*** Data for this exercise

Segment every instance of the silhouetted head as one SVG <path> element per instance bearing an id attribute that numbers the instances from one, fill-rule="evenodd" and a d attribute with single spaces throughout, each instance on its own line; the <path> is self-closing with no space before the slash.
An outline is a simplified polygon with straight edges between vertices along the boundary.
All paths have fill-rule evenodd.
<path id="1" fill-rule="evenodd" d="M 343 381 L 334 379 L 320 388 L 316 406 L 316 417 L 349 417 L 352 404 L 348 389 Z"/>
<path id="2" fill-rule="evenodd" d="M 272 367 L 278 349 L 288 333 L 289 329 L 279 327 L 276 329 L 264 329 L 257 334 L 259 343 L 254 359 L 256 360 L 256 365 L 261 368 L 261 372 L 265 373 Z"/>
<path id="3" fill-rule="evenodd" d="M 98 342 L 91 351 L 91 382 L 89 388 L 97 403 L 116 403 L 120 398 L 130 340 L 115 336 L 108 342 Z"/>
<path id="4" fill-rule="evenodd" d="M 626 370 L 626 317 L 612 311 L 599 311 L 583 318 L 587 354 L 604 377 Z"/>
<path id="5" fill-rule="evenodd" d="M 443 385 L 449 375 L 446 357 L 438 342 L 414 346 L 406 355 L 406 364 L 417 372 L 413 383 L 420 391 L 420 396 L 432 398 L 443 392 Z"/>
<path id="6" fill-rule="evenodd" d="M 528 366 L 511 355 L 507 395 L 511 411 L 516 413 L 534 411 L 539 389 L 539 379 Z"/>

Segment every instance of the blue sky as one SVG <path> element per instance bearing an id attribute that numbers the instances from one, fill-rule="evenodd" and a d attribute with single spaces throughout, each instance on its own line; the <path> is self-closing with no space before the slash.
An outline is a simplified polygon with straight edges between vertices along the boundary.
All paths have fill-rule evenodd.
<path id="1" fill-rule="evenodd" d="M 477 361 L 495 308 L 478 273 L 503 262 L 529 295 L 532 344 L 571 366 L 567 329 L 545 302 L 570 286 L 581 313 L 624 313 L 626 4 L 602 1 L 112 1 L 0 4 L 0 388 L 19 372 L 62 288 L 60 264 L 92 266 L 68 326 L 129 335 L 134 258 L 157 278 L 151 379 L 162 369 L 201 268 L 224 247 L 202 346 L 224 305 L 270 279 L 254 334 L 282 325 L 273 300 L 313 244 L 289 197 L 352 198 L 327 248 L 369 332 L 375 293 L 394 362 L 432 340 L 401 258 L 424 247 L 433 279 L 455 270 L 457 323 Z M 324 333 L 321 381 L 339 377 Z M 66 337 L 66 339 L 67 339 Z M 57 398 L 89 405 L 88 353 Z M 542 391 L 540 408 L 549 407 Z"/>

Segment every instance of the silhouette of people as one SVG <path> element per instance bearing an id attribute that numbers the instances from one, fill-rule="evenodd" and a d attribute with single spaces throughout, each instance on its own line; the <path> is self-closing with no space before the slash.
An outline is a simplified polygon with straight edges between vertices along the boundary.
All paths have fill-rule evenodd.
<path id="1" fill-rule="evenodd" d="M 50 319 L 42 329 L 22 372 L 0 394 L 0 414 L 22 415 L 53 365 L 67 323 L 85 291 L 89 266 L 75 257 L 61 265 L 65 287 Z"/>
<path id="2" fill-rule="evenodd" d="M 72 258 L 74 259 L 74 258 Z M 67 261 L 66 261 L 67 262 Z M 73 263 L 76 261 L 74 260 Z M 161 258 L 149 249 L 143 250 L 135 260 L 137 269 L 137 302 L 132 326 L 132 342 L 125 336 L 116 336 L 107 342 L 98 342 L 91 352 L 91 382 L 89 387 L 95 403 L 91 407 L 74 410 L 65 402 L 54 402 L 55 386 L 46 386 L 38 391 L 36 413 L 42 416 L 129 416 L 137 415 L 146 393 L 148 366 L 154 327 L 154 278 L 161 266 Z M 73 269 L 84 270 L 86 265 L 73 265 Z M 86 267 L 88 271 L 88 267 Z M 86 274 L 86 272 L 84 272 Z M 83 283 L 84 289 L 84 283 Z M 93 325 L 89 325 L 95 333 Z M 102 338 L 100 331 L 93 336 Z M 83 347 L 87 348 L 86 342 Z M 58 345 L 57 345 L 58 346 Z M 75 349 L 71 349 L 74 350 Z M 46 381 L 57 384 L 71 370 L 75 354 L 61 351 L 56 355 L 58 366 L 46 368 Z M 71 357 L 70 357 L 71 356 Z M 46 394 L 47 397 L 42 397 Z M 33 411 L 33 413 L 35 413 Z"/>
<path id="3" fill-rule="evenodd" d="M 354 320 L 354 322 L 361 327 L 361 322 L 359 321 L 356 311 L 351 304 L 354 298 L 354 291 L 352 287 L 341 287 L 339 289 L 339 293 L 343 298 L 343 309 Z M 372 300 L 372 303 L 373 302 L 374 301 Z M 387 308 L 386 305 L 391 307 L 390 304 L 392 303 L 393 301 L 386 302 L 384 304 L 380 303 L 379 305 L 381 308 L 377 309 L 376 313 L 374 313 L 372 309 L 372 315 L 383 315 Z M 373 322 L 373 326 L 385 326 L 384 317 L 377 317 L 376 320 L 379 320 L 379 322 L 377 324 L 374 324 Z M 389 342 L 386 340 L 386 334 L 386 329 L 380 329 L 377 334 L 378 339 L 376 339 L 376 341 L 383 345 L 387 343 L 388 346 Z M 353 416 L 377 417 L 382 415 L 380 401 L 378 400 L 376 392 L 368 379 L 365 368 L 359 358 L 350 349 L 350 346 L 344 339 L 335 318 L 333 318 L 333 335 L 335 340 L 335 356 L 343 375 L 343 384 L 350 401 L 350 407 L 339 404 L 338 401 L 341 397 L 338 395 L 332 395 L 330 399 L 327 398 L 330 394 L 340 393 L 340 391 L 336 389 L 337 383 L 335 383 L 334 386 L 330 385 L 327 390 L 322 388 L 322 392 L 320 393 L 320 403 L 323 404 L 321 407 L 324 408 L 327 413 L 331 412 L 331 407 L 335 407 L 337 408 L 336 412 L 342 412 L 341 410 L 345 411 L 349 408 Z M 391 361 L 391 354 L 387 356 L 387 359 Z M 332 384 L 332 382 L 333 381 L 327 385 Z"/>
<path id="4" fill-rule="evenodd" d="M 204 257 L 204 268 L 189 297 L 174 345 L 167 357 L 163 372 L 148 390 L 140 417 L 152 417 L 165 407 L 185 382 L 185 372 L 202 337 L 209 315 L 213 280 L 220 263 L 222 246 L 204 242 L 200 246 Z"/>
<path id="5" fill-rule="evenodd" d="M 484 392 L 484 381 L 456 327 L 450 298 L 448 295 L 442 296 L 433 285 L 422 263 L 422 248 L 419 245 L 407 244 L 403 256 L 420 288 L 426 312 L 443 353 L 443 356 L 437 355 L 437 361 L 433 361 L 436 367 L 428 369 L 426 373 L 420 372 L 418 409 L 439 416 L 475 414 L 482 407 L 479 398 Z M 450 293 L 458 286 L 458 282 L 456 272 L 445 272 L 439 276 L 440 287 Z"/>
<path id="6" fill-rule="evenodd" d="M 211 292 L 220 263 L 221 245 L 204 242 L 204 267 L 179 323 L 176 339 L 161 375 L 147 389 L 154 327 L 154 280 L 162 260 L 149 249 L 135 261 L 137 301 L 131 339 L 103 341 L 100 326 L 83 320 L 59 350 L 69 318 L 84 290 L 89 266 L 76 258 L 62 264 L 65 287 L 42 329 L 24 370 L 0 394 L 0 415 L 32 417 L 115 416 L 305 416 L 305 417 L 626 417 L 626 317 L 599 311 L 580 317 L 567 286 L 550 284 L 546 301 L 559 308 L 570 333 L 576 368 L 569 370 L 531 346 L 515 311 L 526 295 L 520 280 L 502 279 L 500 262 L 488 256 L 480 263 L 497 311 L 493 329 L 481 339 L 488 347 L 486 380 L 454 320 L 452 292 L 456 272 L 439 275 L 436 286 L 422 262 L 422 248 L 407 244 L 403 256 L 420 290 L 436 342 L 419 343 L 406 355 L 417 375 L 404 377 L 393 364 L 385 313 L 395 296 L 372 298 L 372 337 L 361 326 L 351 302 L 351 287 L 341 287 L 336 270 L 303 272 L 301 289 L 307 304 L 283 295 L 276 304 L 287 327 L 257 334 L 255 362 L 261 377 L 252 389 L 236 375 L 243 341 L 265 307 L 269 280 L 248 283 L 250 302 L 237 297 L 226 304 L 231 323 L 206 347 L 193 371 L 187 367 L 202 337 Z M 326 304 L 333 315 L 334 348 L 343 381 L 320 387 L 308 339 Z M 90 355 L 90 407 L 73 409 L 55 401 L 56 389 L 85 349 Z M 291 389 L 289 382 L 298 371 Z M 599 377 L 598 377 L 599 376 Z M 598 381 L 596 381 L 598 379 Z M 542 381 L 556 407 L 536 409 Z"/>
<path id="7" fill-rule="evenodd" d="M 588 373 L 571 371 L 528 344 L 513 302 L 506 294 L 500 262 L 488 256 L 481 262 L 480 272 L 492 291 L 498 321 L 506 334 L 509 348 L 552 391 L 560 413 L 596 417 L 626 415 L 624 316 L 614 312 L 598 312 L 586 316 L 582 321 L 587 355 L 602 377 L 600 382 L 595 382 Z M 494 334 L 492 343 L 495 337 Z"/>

******

## Problem statement
Select every line of the records holding the string "numbers".

## Written answer
Segment every instance of the silhouetted head as one SVG <path> element per instance bearing an id attribute that numbers the instances from one, fill-rule="evenodd" and a d attribute with single spaces throughout, each instance on its own line; the <path> is self-closing with no space before the slash.
Segment every instance of the blue sky as one SVG <path> element per instance bearing an id attribute that numbers the instances from one, fill-rule="evenodd" and a d attribute with single spaces throughout, each instance on its own line; the <path> is self-closing with no space before the slash.
Segment every instance of the silhouette of people as one SVG <path> element per instance bearing an id attribute that numbers the instances from one, fill-rule="evenodd" and a d attribute with single spaces throughout, each instance on its own line; the <path> is self-closing with no space before the slash.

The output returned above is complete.